**INSTRUCTIONS TO FOLLOW:**
Copy every line of the listing below word for word, leaving nothing out and changing nothing.

*-*-*

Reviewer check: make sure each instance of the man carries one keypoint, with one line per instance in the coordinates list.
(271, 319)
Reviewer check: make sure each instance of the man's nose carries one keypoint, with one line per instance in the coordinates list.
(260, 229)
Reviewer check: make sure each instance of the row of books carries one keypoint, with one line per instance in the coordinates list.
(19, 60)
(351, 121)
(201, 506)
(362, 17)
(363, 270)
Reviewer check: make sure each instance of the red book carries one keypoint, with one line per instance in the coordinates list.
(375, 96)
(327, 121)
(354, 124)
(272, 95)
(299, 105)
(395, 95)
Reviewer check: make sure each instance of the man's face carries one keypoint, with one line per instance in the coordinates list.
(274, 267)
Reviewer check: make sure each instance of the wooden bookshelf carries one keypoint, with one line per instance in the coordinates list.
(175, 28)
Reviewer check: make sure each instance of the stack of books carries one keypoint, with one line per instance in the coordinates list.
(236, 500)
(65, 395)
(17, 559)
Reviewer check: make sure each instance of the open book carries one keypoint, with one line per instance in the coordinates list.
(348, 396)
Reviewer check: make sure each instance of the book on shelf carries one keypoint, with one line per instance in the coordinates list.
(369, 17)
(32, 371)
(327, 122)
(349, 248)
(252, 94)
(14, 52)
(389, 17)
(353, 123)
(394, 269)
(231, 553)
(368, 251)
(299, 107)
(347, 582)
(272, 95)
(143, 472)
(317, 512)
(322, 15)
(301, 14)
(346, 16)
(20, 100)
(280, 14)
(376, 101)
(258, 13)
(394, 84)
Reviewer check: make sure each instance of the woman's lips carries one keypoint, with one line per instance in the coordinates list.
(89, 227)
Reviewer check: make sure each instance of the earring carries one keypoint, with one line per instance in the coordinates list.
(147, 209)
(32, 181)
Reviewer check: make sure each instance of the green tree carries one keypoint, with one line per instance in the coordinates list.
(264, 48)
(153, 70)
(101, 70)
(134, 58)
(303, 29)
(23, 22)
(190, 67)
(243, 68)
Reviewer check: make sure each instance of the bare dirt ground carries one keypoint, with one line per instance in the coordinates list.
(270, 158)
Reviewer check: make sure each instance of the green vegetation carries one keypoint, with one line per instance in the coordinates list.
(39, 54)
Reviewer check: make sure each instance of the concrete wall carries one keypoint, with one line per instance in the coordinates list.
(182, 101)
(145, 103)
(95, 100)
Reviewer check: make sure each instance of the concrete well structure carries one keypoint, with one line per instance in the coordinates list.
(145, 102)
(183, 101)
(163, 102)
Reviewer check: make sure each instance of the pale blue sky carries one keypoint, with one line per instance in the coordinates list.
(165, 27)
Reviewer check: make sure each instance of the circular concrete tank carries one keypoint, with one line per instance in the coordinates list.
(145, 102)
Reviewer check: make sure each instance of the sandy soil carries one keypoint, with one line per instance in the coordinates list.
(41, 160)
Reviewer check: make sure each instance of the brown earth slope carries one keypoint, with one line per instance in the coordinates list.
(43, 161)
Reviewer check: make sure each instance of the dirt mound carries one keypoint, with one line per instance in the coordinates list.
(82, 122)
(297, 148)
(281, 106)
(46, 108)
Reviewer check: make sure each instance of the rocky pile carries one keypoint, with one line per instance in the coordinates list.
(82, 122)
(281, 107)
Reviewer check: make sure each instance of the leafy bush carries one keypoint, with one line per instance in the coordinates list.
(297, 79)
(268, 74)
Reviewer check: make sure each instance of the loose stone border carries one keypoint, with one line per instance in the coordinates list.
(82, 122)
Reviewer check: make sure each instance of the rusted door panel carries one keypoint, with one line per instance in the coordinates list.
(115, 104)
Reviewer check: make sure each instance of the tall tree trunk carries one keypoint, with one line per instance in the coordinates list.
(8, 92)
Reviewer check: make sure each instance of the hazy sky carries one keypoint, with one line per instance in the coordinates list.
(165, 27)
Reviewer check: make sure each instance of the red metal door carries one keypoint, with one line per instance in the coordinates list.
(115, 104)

*-*-*

**RIGHT ANSWER:**
Reviewer check: make sure each instance of the man carries one keypoint, with one line per instance in the coordinates list.
(271, 319)
Reviewer check: make sure each instance of the man's nose carries one keypoint, with one line per instance in the coordinates list.
(260, 229)
Reviewer check: make sure each instance of the row of books carries one keypoint, with one line per instance in the coordinates list.
(19, 60)
(351, 121)
(201, 506)
(362, 17)
(363, 270)
Reviewer check: make sure each instance of the red book carries one keypoint, with one line per instance in the coordinates list.
(375, 96)
(327, 121)
(354, 124)
(272, 95)
(299, 105)
(395, 95)
Reviewer check: make sure each instance of the man's face carries one keypoint, with one line per instance in the coordinates list.
(274, 267)
Reviewer check: make sure each instance of the wooden bookshelf carries one keypoint, with one line per instance in the coordinates list.
(175, 28)
Reviewer check: make sure each instance of the stack of books carries one keypoint, with one line per instance in the coordinates list.
(236, 500)
(65, 395)
(17, 559)
Reviewer check: make sure each instance of the open book carries one keypoint, with one line per instance in the coordinates list.
(348, 396)
Reviewer check: make sure each instance of the book on shelf carries one keypoint, with one line per instance in the coordinates list.
(369, 17)
(32, 371)
(327, 122)
(349, 248)
(252, 94)
(14, 52)
(389, 17)
(353, 123)
(394, 269)
(231, 553)
(368, 251)
(299, 107)
(347, 582)
(272, 95)
(143, 472)
(317, 512)
(322, 15)
(301, 14)
(346, 16)
(20, 100)
(280, 14)
(376, 101)
(258, 13)
(394, 84)
Reviewer check: make sure each instance of the woman's lips carries one keypoint, with one line per instance in the coordinates list.
(89, 227)
Reviewer check: make sure each instance of the earring carries one keypoint, with one line per instance in the coordinates list.
(147, 209)
(32, 181)
Reviewer check: make sure each instance of the green tree carries one keypoint, with one line per instance in the coordinates list.
(264, 48)
(153, 70)
(101, 70)
(134, 58)
(303, 29)
(23, 22)
(190, 67)
(243, 68)
Reviewer check: make sure each instance of the bare dirt ground carries one keypoint, with one line per instance in the coordinates list.
(270, 158)
Reviewer check: make sure each instance of the green vegetation carries one keypoint, with one line per instance in the coordinates list.
(39, 54)
Reviewer check: make sure each instance of the concrete wall carries one keypoint, with one line per instance in the coordinates list.
(182, 101)
(145, 103)
(95, 100)
Reviewer check: make sure each instance of the concrete well structure carries one keypoint, with one line per instance in the coordinates list.
(145, 102)
(183, 101)
(163, 102)
Reviewer check: make sure each instance of the pale blue sky carries one keypoint, with one line per instance in the coordinates list.
(165, 27)
Reviewer check: make sure each instance of the circular concrete tank carries one keypoint, with one line per instance in the coordinates list.
(145, 102)
Reviewer check: make sure each instance of the sandy soil carries one keypoint, with one line per instance in the coordinates list.
(41, 160)
Reviewer check: make sure each instance of the brown earth slope carries one keypoint, with one line per instance in the coordinates list.
(43, 161)
Reviewer check: make sure each instance of the dirt mound carries one keypoint, with one line per instance in the coordinates list.
(82, 122)
(297, 148)
(281, 106)
(46, 108)
Reviewer check: make sure each instance of the rocky pile carries one keypoint, with one line per instance in the coordinates list.
(82, 122)
(281, 107)
Reviewer check: make sure each instance of the leafy bush carries one keypoint, with one line per instance in the coordinates list.
(297, 79)
(268, 74)
Reviewer check: make sure each instance of the loose stone border carries one keypoint, with one line per instance in the coordinates list.
(82, 122)
Reviewer check: make sure each instance of the rusted door panel carries one keypoint, with one line per instance in the coordinates list.
(115, 104)
Reviewer check: make sure each instance of the tall tree trunk carries one keypoint, with one line per instance in the coordinates list.
(8, 92)
Reviewer check: make sure each instance of the hazy sky carries one keypoint, with one line per instance in the coordinates list.
(165, 27)
Reviewer check: make sure each instance of the red metal door carries one keypoint, with one line per instance in the coordinates list.
(115, 104)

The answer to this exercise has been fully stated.